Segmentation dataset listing
begin
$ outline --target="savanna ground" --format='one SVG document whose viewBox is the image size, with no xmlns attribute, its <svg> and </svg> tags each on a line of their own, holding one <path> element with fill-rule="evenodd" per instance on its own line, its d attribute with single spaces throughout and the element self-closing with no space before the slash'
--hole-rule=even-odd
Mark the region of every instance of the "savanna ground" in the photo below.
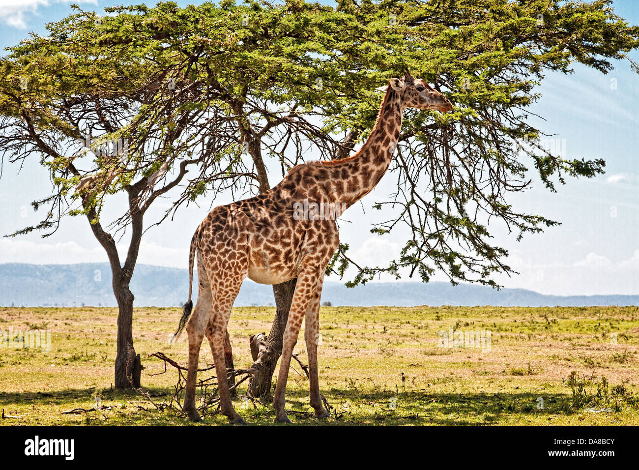
<svg viewBox="0 0 639 470">
<path fill-rule="evenodd" d="M 190 425 L 132 391 L 111 389 L 116 315 L 91 307 L 0 308 L 0 330 L 52 335 L 49 352 L 0 348 L 0 407 L 19 417 L 0 424 Z M 248 338 L 268 332 L 273 315 L 272 307 L 233 309 L 236 368 L 250 365 Z M 169 367 L 151 376 L 164 363 L 146 357 L 162 351 L 186 364 L 187 335 L 167 344 L 179 317 L 177 308 L 134 313 L 136 351 L 146 367 L 142 386 L 157 402 L 169 401 L 177 373 Z M 637 307 L 322 307 L 320 322 L 320 388 L 341 416 L 325 425 L 639 425 Z M 489 351 L 440 347 L 438 332 L 451 327 L 489 331 Z M 307 363 L 303 332 L 295 352 Z M 204 340 L 199 366 L 211 363 Z M 294 361 L 287 410 L 311 411 L 302 373 Z M 63 414 L 93 408 L 96 396 L 110 409 Z M 273 421 L 268 402 L 234 403 L 250 424 Z M 289 416 L 296 424 L 318 423 L 302 413 Z M 226 423 L 212 416 L 199 425 Z"/>
</svg>

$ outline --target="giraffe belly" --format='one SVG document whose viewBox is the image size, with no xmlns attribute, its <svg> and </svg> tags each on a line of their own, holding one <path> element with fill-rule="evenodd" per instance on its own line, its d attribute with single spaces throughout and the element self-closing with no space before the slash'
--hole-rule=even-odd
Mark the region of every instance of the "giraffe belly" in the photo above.
<svg viewBox="0 0 639 470">
<path fill-rule="evenodd" d="M 273 271 L 257 266 L 249 267 L 249 279 L 259 284 L 280 284 L 295 277 L 290 272 Z"/>
</svg>

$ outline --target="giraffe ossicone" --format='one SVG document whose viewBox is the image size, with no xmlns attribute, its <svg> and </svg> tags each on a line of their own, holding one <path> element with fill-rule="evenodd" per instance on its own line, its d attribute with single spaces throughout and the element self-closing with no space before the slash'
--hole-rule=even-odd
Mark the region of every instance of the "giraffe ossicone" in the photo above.
<svg viewBox="0 0 639 470">
<path fill-rule="evenodd" d="M 292 168 L 276 186 L 243 201 L 216 207 L 196 230 L 189 251 L 189 301 L 178 331 L 189 335 L 189 366 L 183 408 L 199 419 L 195 389 L 200 347 L 208 340 L 215 364 L 220 407 L 231 423 L 243 423 L 231 402 L 225 362 L 224 340 L 231 309 L 242 281 L 249 278 L 263 284 L 297 278 L 284 333 L 281 361 L 273 405 L 275 420 L 290 422 L 284 411 L 286 382 L 293 349 L 302 319 L 308 354 L 311 405 L 318 418 L 328 417 L 320 393 L 317 346 L 321 341 L 319 313 L 324 273 L 337 250 L 339 233 L 335 219 L 370 192 L 390 164 L 406 107 L 447 113 L 450 102 L 423 80 L 410 73 L 393 78 L 384 91 L 377 120 L 368 139 L 355 154 Z M 296 217 L 296 208 L 311 203 L 328 207 L 329 217 Z M 310 201 L 310 202 L 309 202 Z M 331 206 L 330 205 L 334 205 Z M 193 265 L 197 261 L 198 294 L 191 300 Z"/>
</svg>

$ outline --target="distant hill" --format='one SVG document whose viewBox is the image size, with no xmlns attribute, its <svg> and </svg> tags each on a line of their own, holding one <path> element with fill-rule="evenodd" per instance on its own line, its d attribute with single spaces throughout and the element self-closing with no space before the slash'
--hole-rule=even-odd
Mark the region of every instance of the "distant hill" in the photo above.
<svg viewBox="0 0 639 470">
<path fill-rule="evenodd" d="M 138 265 L 131 281 L 137 306 L 179 306 L 187 299 L 186 269 Z M 197 295 L 196 284 L 194 295 Z M 639 305 L 639 295 L 544 295 L 525 289 L 495 290 L 490 287 L 448 283 L 369 283 L 349 289 L 327 281 L 323 302 L 332 305 L 494 305 L 555 306 Z M 272 305 L 270 286 L 247 281 L 236 305 Z M 0 306 L 115 306 L 107 263 L 67 265 L 0 264 Z"/>
</svg>

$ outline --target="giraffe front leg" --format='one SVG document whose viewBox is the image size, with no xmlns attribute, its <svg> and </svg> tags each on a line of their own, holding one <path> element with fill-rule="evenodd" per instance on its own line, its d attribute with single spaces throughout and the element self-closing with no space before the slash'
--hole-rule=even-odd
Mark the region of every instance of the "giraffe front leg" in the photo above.
<svg viewBox="0 0 639 470">
<path fill-rule="evenodd" d="M 320 302 L 321 297 L 322 281 L 318 283 L 315 294 L 306 311 L 304 320 L 304 338 L 309 356 L 309 388 L 311 406 L 315 410 L 315 418 L 324 419 L 330 414 L 321 401 L 320 393 L 320 379 L 318 370 L 318 345 L 320 341 Z"/>
<path fill-rule="evenodd" d="M 320 278 L 322 270 L 307 267 L 304 269 L 297 278 L 295 292 L 291 302 L 291 309 L 288 314 L 288 321 L 284 330 L 282 344 L 282 358 L 280 361 L 279 373 L 277 375 L 277 385 L 273 398 L 273 407 L 275 409 L 275 421 L 290 423 L 284 410 L 286 404 L 286 382 L 288 380 L 288 371 L 291 366 L 293 349 L 297 343 L 300 334 L 300 327 L 304 314 L 312 299 Z"/>
</svg>

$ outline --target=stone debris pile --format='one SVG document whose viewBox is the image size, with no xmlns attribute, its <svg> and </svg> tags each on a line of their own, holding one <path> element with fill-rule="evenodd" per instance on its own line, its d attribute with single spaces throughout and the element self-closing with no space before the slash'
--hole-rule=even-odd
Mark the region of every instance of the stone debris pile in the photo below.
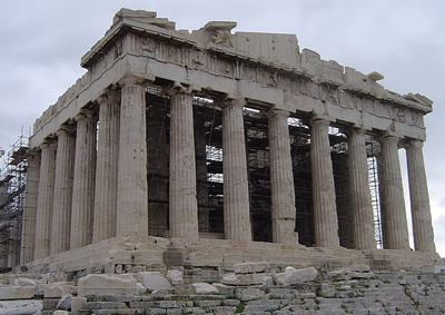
end
AIM OF THE EXERCISE - Please copy every line of the listing above word for word. Leave out the pictures.

RESPONSE -
$ outline --target="savanna ground" --format='one SVG document whose viewBox is the image size, with no xmlns attribute, its <svg> and </svg> tags each on a line of their own, holding one <path> element with fill-rule="evenodd" per instance on its own line, its d attribute with single spaces throughout and the element self-closing with no space before the slash'
--hole-rule=even-odd
Mark the region of every instance of the "savanna ground" in the photo below.
<svg viewBox="0 0 639 470">
<path fill-rule="evenodd" d="M 190 425 L 132 391 L 111 389 L 116 315 L 91 307 L 0 308 L 0 330 L 52 335 L 49 352 L 0 348 L 0 407 L 19 417 L 0 424 Z M 248 338 L 268 332 L 273 315 L 272 307 L 233 309 L 236 368 L 250 365 Z M 169 367 L 151 376 L 164 363 L 146 357 L 162 351 L 186 364 L 187 335 L 167 344 L 179 317 L 177 308 L 134 313 L 136 351 L 146 367 L 142 386 L 157 402 L 169 401 L 177 373 Z M 637 307 L 322 307 L 320 322 L 320 388 L 341 416 L 325 425 L 639 425 Z M 489 351 L 440 347 L 438 332 L 451 327 L 489 331 Z M 307 363 L 303 332 L 295 352 Z M 204 340 L 199 366 L 211 363 Z M 294 361 L 287 410 L 311 411 L 302 373 Z M 63 414 L 93 408 L 96 396 L 110 409 Z M 273 421 L 268 402 L 234 403 L 250 424 Z M 289 416 L 296 424 L 318 423 L 302 413 Z M 226 423 L 212 416 L 199 425 Z"/>
</svg>

$ outline --target="giraffe belly" --format='one SVG document whose viewBox is the image size, with no xmlns attribute, its <svg> and </svg> tags each on a line of their own, holding one <path> element with fill-rule="evenodd" per instance on its own line, its d attribute with single spaces throughout and the element self-closing with no space before the slash'
--hole-rule=even-odd
Mark the region of every instance of the "giraffe belly" in the photo above.
<svg viewBox="0 0 639 470">
<path fill-rule="evenodd" d="M 273 271 L 257 266 L 249 267 L 249 279 L 259 284 L 280 284 L 295 277 L 290 272 Z"/>
</svg>

$ outline --target="giraffe ossicone" --format='one SVG document whose viewBox is the image size, with no xmlns attribute, its <svg> and </svg> tags each on a line of their own, holding one <path> element with fill-rule="evenodd" per instance on its own line, its d attribute with single spaces throughout and the element self-closing with no space before the slash'
--hole-rule=even-odd
Mark the region of every instance of the "giraffe ossicone" in the photo above.
<svg viewBox="0 0 639 470">
<path fill-rule="evenodd" d="M 292 168 L 276 186 L 243 201 L 216 207 L 196 230 L 189 251 L 189 301 L 178 331 L 189 335 L 189 366 L 183 408 L 199 419 L 195 389 L 200 347 L 208 340 L 215 364 L 220 407 L 231 423 L 243 423 L 231 402 L 225 362 L 224 340 L 231 309 L 242 281 L 249 278 L 263 284 L 297 278 L 284 333 L 281 361 L 273 405 L 275 420 L 290 422 L 284 411 L 286 382 L 293 349 L 302 319 L 308 354 L 311 405 L 318 418 L 328 417 L 320 393 L 317 346 L 321 341 L 319 313 L 324 273 L 337 250 L 339 233 L 335 219 L 370 192 L 390 164 L 406 107 L 447 113 L 450 102 L 423 80 L 410 73 L 393 78 L 384 91 L 377 120 L 368 139 L 355 154 Z M 296 217 L 296 208 L 311 203 L 328 207 L 329 217 Z M 310 201 L 310 202 L 309 202 Z M 331 206 L 330 205 L 334 205 Z M 193 265 L 197 261 L 198 294 L 191 300 Z"/>
</svg>

$ outline --target="distant hill" --format='one SVG document whose viewBox is the image size, with no xmlns attribute, its <svg> and </svg> tags each on a line of their own, holding one <path> element with fill-rule="evenodd" per instance on its own line, its d attribute with single spaces throughout and the element self-closing with no space before the slash'
--hole-rule=even-odd
Mark the region of every instance of the "distant hill" in the photo above.
<svg viewBox="0 0 639 470">
<path fill-rule="evenodd" d="M 138 265 L 131 281 L 137 306 L 179 306 L 187 299 L 186 269 Z M 197 295 L 196 284 L 194 295 Z M 639 305 L 639 295 L 544 295 L 525 289 L 495 290 L 490 287 L 448 283 L 369 283 L 349 289 L 327 281 L 323 302 L 332 305 L 494 305 L 555 306 Z M 272 305 L 270 286 L 247 281 L 236 305 Z M 0 306 L 115 306 L 107 263 L 67 265 L 0 264 Z"/>
</svg>

$ outline --target="giraffe front leg" --format='one SVG document whose viewBox is the image size, with no xmlns attribute, its <svg> and </svg> tags each on a line of their own, holding one <path> element with fill-rule="evenodd" per instance on its own line, its d attribute with single spaces throughout and the element self-closing with no space before the slash'
--hole-rule=even-odd
Mark the region of every instance of the "giraffe front leg" in the photo above.
<svg viewBox="0 0 639 470">
<path fill-rule="evenodd" d="M 320 302 L 321 297 L 322 281 L 318 283 L 315 294 L 306 311 L 304 320 L 304 338 L 309 356 L 309 388 L 311 406 L 315 410 L 315 418 L 324 419 L 330 414 L 321 401 L 320 393 L 320 379 L 318 370 L 318 345 L 320 341 Z"/>
<path fill-rule="evenodd" d="M 320 278 L 322 270 L 307 267 L 304 269 L 297 278 L 295 292 L 291 302 L 291 309 L 288 314 L 288 321 L 284 330 L 282 344 L 282 358 L 280 361 L 279 373 L 277 375 L 277 385 L 273 398 L 273 407 L 275 409 L 275 421 L 290 423 L 284 410 L 286 404 L 286 382 L 288 380 L 288 371 L 291 366 L 293 349 L 297 343 L 300 334 L 300 327 L 304 314 L 312 299 Z"/>
</svg>

$ outline --target=stone debris pile --format='one SVG document whose viewBox is the image size, with no xmlns attribute, its <svg> and </svg> tags each on a line of their own, holding one <path> element with fill-rule="evenodd" per instance on its own line, its d attribute with single spaces throughout and the element self-closing with no space before the slash'
--hole-rule=even-odd
Mark the region of every instance of the stone debris pile in the photo below.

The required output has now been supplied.